**TASK OBJECTIVE:**
Which lines in the records below mention the word "crowd"? Copy each one out.

**RECORDED INFORMATION:**
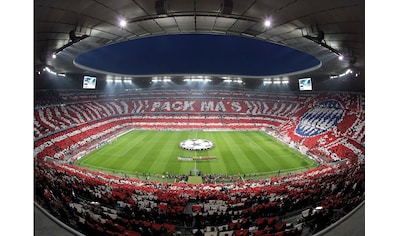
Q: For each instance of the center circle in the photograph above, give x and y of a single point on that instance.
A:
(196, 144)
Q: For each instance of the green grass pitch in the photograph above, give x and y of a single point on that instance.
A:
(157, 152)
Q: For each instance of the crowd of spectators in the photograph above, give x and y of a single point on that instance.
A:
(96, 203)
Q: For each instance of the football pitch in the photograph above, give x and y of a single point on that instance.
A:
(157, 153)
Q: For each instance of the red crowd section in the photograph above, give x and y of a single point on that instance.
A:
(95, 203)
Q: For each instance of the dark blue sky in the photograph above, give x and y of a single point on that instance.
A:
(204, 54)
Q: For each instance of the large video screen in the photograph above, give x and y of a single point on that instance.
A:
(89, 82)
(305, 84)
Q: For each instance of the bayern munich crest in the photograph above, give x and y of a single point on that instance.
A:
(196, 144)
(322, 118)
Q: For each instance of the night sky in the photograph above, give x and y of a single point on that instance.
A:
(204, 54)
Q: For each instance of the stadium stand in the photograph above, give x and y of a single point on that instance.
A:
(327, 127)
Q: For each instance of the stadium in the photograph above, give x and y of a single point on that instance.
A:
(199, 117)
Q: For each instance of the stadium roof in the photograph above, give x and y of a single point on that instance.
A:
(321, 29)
--
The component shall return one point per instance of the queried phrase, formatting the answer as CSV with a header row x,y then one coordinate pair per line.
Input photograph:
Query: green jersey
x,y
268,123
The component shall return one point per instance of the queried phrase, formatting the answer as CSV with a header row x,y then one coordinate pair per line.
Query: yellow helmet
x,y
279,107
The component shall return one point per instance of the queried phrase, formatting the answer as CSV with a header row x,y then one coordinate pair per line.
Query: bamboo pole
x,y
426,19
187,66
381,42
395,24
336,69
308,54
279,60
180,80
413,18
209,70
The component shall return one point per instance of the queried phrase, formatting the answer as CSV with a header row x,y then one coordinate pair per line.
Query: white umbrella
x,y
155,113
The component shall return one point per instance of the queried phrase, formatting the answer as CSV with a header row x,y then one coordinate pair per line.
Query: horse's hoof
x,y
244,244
* * *
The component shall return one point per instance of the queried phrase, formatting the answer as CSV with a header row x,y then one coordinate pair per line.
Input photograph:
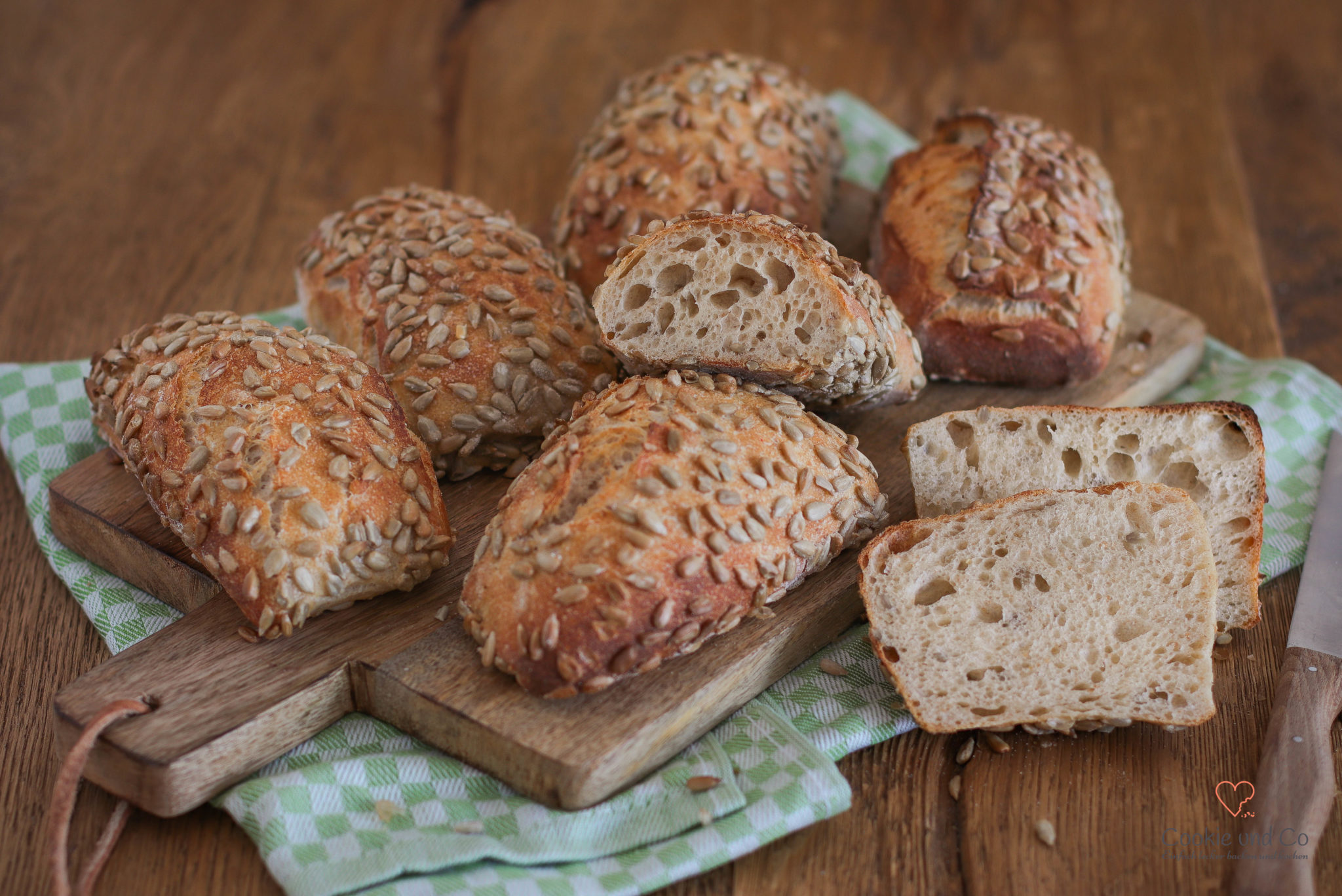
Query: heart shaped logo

**WRITTEN ANSWER:**
Q: For each instance of the crowd of spectators in the photograph above, give x and y of a single point on that instance.
Q: For each instance of the red crowd section in the photograph above, give x and y of a single point on that instance.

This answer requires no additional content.